→ **Directive**:
Reproduce the data below word for word, changing nothing.
** START **
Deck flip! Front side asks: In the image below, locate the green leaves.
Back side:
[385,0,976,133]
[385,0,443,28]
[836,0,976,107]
** END **
→ **Reply to the exercise**:
Deck flip! Front side asks: In the image below, locate the green leaves.
Back side:
[385,0,976,133]
[385,0,443,28]
[836,0,976,107]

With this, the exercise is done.